** WRITTEN TASK **
Please copy the records below, swapping every "Return value" for "Output" and changing nothing else.

** GIVEN RECORDS **
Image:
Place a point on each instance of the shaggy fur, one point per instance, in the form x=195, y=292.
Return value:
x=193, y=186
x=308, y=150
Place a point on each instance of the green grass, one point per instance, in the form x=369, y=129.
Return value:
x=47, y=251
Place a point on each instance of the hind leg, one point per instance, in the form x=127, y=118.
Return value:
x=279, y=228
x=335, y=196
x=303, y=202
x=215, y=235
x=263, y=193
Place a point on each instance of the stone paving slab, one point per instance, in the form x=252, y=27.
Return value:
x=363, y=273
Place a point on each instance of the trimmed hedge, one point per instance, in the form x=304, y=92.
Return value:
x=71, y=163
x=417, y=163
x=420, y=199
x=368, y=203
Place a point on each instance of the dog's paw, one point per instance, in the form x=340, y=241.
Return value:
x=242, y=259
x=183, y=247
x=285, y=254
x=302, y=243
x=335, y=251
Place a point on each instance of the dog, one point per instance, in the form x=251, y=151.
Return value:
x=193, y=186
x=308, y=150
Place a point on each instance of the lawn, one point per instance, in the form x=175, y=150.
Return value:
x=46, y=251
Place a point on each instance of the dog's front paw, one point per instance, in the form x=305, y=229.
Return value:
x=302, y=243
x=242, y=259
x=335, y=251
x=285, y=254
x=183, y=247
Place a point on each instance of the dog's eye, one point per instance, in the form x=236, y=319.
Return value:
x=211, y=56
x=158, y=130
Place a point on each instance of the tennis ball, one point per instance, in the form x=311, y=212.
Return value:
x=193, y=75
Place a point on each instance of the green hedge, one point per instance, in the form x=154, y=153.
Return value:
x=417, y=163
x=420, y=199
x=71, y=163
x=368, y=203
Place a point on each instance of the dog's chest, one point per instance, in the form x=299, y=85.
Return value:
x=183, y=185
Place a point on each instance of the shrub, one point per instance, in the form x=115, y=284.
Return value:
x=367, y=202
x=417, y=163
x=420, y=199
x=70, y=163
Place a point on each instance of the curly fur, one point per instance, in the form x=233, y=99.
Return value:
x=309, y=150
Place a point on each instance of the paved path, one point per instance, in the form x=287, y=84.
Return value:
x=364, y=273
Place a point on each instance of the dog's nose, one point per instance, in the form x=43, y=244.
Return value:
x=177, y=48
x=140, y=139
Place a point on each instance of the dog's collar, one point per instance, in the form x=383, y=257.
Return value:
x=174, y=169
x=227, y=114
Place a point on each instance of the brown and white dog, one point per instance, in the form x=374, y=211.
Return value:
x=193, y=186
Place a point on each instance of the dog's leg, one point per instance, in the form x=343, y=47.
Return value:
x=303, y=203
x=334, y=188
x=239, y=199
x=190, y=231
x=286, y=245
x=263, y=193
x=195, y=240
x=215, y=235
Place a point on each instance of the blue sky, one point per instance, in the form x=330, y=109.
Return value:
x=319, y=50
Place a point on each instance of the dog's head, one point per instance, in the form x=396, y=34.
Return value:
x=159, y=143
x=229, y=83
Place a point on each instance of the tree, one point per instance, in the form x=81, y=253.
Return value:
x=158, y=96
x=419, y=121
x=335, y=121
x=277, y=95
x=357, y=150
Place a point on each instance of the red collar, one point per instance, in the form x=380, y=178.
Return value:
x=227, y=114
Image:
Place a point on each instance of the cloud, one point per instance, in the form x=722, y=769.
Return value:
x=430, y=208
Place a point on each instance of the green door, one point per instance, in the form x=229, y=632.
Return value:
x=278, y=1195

** SOLUTION TO THE EXERCISE **
Image:
Place a point on each instance of the shaggy fur, one point per instance, in the form x=195, y=292.
Output:
x=193, y=186
x=308, y=150
Place a point on each instance of the green grass, one point per instance, in the form x=369, y=129.
Output:
x=47, y=251
Place a point on each instance of the hind leg, one point per instance, in the form x=127, y=118.
Output:
x=279, y=228
x=335, y=196
x=303, y=202
x=215, y=235
x=263, y=193
Place a point on each instance of the stone paving slab, one point per instance, in the form x=252, y=27.
Output:
x=363, y=273
Place a point on each instance of the trimmed hedge, one point per instance, in the form x=304, y=92.
Output:
x=71, y=163
x=417, y=163
x=420, y=199
x=368, y=203
Place a point on each instance of the dog's paw, one point per instance, in the form x=340, y=241.
Output:
x=242, y=259
x=183, y=247
x=285, y=254
x=302, y=243
x=335, y=251
Place a point on each instance of the dog, one point per instance, in the form x=251, y=151.
Output:
x=193, y=186
x=308, y=150
Place a point on each instance of the lawn, one point per instance, in the form x=175, y=150.
Output:
x=46, y=251
Place a point on each instance of the dog's front paw, one point per instance, in the form x=305, y=229.
Output:
x=302, y=243
x=242, y=259
x=335, y=251
x=285, y=254
x=183, y=247
Place a point on each instance of the dog's eye, one point per instance, in the form x=236, y=319.
Output:
x=211, y=56
x=158, y=130
Place a point on each instance of the tennis ball, one point per instance, in the form x=311, y=212.
Output:
x=193, y=75
Place a point on each instance of the green hedge, one point per instance, in the form x=154, y=153.
Output:
x=417, y=163
x=420, y=199
x=71, y=163
x=368, y=203
Place a point on each instance of the dog's chest, one point per instance, in the form x=299, y=85.
Output:
x=183, y=185
Place a point on each instance of the shrub, one point per instance, in the form x=115, y=284.
Output:
x=367, y=202
x=417, y=163
x=420, y=199
x=70, y=163
Place a point on each instance of the curly fur, one point per instance, in the form x=233, y=99.
Output:
x=309, y=150
Place a point on each instance of the paved path, one point per instance, in the form x=287, y=84.
Output:
x=364, y=273
Place a point on each instance of the dog's nose, one point per instance, in the form x=43, y=244.
Output:
x=177, y=48
x=140, y=139
Place a point on each instance of the dog's collar, one point per instance, in the form x=383, y=257.
Output:
x=174, y=169
x=227, y=114
Place a point on each instance of the brown and white dog, one point per instance, in the form x=374, y=211.
Output:
x=193, y=186
Place a point on each instance of the dog's leg, one point per instance, in the form x=343, y=47.
Output:
x=303, y=203
x=334, y=188
x=239, y=199
x=190, y=231
x=286, y=245
x=263, y=193
x=195, y=240
x=215, y=235
Place a point on each instance of the blue sky, one point per instance, in the form x=330, y=109.
Output:
x=319, y=50
Place a point on each instance of the dog's head, one point per instance, in the form x=396, y=34.
Output:
x=159, y=143
x=229, y=83
Place a point on each instance of the tree, one point per instance, in the form x=81, y=253.
Output:
x=158, y=96
x=419, y=121
x=335, y=121
x=277, y=95
x=357, y=150
Place a point on each instance of the red collar, one point per instance, in the form x=380, y=178.
Output:
x=227, y=114
Image:
Place a point on each instance of the cloud, one point per instance, in the form x=722, y=769.
Output:
x=430, y=208
Place a point on each instance of the green door, one point per instance, in the form x=229, y=632.
Output:
x=278, y=1195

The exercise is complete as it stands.